● Aim of the task
Copy every line of the entries that has the string "lure" in it.
'''
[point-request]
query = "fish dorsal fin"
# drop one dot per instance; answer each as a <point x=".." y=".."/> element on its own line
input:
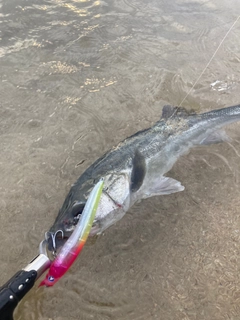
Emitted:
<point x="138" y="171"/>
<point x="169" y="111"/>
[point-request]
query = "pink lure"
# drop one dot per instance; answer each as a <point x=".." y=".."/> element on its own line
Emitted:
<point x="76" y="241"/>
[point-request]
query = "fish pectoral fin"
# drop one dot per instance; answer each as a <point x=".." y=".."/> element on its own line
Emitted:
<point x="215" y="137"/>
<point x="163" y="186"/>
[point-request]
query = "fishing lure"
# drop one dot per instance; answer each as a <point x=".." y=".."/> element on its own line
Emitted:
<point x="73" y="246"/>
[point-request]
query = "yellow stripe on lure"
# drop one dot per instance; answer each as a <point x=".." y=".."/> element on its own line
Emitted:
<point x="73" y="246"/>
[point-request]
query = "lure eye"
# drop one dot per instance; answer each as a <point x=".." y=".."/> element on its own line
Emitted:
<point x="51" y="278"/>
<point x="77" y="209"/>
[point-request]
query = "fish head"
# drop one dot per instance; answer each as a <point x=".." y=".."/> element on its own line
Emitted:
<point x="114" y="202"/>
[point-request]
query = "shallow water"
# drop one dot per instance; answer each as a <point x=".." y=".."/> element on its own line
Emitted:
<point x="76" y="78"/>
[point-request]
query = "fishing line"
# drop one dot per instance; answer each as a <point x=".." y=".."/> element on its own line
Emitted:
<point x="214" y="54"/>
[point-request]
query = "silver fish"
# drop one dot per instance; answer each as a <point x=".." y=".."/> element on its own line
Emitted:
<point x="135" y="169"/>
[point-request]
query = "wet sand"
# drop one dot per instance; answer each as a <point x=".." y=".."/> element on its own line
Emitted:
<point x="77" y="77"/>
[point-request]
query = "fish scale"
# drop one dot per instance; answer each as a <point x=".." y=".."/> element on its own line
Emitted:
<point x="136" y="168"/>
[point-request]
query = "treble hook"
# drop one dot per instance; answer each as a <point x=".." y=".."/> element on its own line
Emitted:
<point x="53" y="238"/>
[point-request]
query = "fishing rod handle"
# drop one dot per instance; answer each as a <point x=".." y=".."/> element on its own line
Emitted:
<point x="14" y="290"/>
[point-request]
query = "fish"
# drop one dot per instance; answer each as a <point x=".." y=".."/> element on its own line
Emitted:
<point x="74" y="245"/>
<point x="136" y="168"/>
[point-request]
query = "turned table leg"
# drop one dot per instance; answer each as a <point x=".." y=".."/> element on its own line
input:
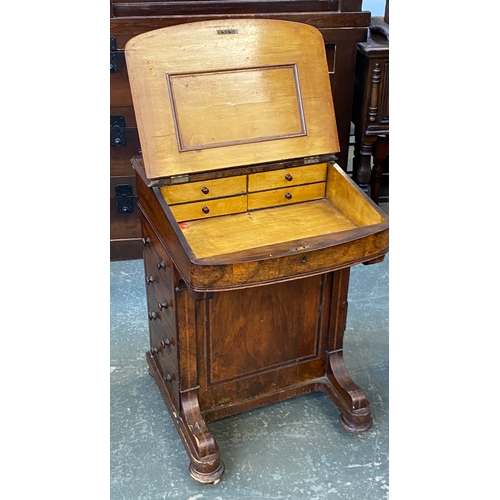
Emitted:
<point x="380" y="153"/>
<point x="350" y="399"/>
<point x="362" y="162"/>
'''
● Exercise output
query = "pink lure"
query = "fishing lure"
query = "yellow stripe on lure"
query = "lure eye"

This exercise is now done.